▸ **Input records**:

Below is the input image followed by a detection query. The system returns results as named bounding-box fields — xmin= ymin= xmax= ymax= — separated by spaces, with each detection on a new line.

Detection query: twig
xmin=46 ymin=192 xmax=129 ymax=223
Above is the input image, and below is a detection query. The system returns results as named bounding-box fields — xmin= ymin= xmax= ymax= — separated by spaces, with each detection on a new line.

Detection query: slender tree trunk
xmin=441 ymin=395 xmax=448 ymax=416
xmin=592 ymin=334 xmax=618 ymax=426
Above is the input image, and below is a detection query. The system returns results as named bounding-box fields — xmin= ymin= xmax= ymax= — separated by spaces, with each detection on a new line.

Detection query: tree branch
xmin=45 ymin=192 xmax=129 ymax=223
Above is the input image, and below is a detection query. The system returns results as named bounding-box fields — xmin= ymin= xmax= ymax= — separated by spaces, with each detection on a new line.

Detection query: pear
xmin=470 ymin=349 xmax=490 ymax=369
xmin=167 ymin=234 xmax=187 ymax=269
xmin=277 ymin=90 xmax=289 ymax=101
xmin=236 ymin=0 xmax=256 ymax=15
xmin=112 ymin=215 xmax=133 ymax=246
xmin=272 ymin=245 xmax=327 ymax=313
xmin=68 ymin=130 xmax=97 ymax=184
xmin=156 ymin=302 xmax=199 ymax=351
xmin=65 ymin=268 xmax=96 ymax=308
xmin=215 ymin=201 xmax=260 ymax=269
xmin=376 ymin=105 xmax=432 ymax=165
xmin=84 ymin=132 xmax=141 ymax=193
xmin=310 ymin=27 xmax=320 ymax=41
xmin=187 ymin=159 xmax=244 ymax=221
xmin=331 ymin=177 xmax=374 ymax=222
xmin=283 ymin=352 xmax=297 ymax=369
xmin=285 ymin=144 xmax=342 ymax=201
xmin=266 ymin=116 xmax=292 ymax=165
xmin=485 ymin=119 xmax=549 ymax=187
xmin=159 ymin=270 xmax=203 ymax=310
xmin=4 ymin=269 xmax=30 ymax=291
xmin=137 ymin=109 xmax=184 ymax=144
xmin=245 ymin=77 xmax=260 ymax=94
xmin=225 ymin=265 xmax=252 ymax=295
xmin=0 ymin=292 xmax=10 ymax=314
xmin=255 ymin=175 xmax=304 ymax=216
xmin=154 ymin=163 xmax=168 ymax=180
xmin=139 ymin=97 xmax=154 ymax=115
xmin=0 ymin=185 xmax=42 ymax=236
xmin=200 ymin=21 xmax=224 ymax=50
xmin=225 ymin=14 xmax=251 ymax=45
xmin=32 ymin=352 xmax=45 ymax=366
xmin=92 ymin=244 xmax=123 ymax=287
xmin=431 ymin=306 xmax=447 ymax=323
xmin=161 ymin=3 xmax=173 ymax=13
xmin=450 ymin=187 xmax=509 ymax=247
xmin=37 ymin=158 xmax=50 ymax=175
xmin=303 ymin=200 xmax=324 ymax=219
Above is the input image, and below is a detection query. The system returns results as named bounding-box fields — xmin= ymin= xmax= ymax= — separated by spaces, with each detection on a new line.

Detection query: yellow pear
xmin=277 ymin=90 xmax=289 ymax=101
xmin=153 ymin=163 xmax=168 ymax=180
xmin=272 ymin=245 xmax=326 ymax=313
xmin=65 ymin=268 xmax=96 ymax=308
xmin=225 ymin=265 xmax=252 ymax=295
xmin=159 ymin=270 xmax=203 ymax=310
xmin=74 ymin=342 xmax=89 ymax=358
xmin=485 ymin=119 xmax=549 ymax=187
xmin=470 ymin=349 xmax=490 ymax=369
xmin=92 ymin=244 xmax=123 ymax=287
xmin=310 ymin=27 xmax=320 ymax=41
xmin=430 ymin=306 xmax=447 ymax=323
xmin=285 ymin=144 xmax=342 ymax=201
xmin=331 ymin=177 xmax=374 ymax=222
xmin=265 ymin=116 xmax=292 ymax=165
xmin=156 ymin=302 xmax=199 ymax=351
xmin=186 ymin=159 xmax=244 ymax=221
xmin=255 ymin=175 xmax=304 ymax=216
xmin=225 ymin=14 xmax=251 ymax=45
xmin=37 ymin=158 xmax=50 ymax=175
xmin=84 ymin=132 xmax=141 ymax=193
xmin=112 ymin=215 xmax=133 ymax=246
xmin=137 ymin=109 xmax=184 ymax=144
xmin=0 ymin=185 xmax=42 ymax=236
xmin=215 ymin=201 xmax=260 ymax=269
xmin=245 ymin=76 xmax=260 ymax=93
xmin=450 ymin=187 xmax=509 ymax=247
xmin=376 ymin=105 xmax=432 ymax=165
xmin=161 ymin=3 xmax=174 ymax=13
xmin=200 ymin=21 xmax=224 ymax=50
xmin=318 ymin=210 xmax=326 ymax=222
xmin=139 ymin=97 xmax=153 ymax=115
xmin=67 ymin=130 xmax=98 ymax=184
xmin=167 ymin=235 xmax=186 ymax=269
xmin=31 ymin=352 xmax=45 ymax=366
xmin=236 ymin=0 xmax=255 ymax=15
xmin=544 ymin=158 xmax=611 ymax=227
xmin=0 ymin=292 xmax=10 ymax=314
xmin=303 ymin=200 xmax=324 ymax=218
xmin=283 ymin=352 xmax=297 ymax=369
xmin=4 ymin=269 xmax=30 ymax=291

▸ **What to produce**:
Print out each record above exactly, with nothing omitted.

▸ **Result**:
Below is the input image followed by a detection query. The system returns results as named bounding-box fields — xmin= ymin= xmax= ymax= — separated by spaces, with each detection on a new line.

Detection query: twig
xmin=46 ymin=192 xmax=129 ymax=223
Above is the input image, and below is a detection query. The system returns results as named bounding-box fields — xmin= ymin= xmax= ymax= — separated by spaces, with each detection on a new line.

Detection query: slender tree trunk
xmin=441 ymin=395 xmax=448 ymax=416
xmin=592 ymin=334 xmax=618 ymax=426
Above is the input image, and below is a detection query. The system returns results as named bounding-box fields — xmin= ymin= xmax= ymax= — separated by spaces, with each detection on a new line.

Detection query: tree branch
xmin=45 ymin=192 xmax=129 ymax=223
Above is the input image, and below is a detection query. The system returns results as named bounding-box fields — xmin= ymin= xmax= ymax= — separated by spaces, with each detection on a new line.

Detection query: pear
xmin=470 ymin=349 xmax=490 ymax=369
xmin=167 ymin=234 xmax=187 ymax=269
xmin=277 ymin=90 xmax=289 ymax=101
xmin=236 ymin=0 xmax=256 ymax=15
xmin=112 ymin=215 xmax=133 ymax=246
xmin=272 ymin=245 xmax=327 ymax=313
xmin=68 ymin=130 xmax=97 ymax=184
xmin=156 ymin=302 xmax=199 ymax=351
xmin=65 ymin=268 xmax=96 ymax=308
xmin=215 ymin=201 xmax=260 ymax=269
xmin=376 ymin=105 xmax=432 ymax=165
xmin=84 ymin=132 xmax=141 ymax=193
xmin=310 ymin=27 xmax=320 ymax=41
xmin=187 ymin=159 xmax=244 ymax=221
xmin=331 ymin=177 xmax=374 ymax=222
xmin=283 ymin=352 xmax=297 ymax=369
xmin=285 ymin=144 xmax=342 ymax=201
xmin=266 ymin=116 xmax=292 ymax=165
xmin=485 ymin=119 xmax=549 ymax=187
xmin=159 ymin=270 xmax=203 ymax=310
xmin=4 ymin=269 xmax=30 ymax=291
xmin=137 ymin=109 xmax=184 ymax=144
xmin=245 ymin=77 xmax=260 ymax=94
xmin=225 ymin=265 xmax=252 ymax=295
xmin=0 ymin=292 xmax=10 ymax=314
xmin=255 ymin=175 xmax=304 ymax=216
xmin=154 ymin=163 xmax=168 ymax=180
xmin=139 ymin=97 xmax=154 ymax=115
xmin=0 ymin=185 xmax=42 ymax=236
xmin=200 ymin=21 xmax=224 ymax=50
xmin=225 ymin=14 xmax=251 ymax=45
xmin=32 ymin=352 xmax=45 ymax=366
xmin=92 ymin=244 xmax=123 ymax=287
xmin=431 ymin=306 xmax=447 ymax=323
xmin=161 ymin=3 xmax=173 ymax=13
xmin=450 ymin=187 xmax=509 ymax=247
xmin=37 ymin=158 xmax=50 ymax=175
xmin=303 ymin=200 xmax=324 ymax=219
Above is the input image, and below is a detection query. The system returns results as named bounding-box fields — xmin= ymin= xmax= ymax= — separated by spaces, with each detection on a new line.

Detection query: yellow pear
xmin=277 ymin=90 xmax=289 ymax=101
xmin=153 ymin=163 xmax=168 ymax=180
xmin=272 ymin=245 xmax=326 ymax=313
xmin=65 ymin=268 xmax=96 ymax=308
xmin=225 ymin=265 xmax=252 ymax=295
xmin=159 ymin=270 xmax=203 ymax=310
xmin=74 ymin=342 xmax=89 ymax=358
xmin=485 ymin=119 xmax=549 ymax=187
xmin=470 ymin=349 xmax=490 ymax=369
xmin=92 ymin=244 xmax=123 ymax=287
xmin=310 ymin=27 xmax=320 ymax=41
xmin=430 ymin=306 xmax=447 ymax=323
xmin=285 ymin=144 xmax=342 ymax=201
xmin=331 ymin=177 xmax=374 ymax=222
xmin=265 ymin=116 xmax=292 ymax=165
xmin=156 ymin=302 xmax=199 ymax=351
xmin=186 ymin=159 xmax=244 ymax=221
xmin=255 ymin=175 xmax=304 ymax=216
xmin=225 ymin=14 xmax=251 ymax=45
xmin=37 ymin=158 xmax=50 ymax=175
xmin=84 ymin=132 xmax=141 ymax=193
xmin=112 ymin=215 xmax=133 ymax=246
xmin=137 ymin=109 xmax=184 ymax=144
xmin=0 ymin=185 xmax=42 ymax=236
xmin=215 ymin=201 xmax=260 ymax=269
xmin=245 ymin=76 xmax=260 ymax=93
xmin=450 ymin=187 xmax=509 ymax=247
xmin=376 ymin=105 xmax=432 ymax=165
xmin=161 ymin=3 xmax=174 ymax=13
xmin=200 ymin=21 xmax=224 ymax=50
xmin=318 ymin=210 xmax=326 ymax=222
xmin=139 ymin=97 xmax=153 ymax=115
xmin=67 ymin=130 xmax=98 ymax=184
xmin=167 ymin=235 xmax=186 ymax=269
xmin=31 ymin=352 xmax=45 ymax=366
xmin=236 ymin=0 xmax=255 ymax=15
xmin=544 ymin=158 xmax=611 ymax=227
xmin=0 ymin=292 xmax=10 ymax=314
xmin=303 ymin=200 xmax=324 ymax=218
xmin=283 ymin=352 xmax=297 ymax=369
xmin=4 ymin=269 xmax=30 ymax=291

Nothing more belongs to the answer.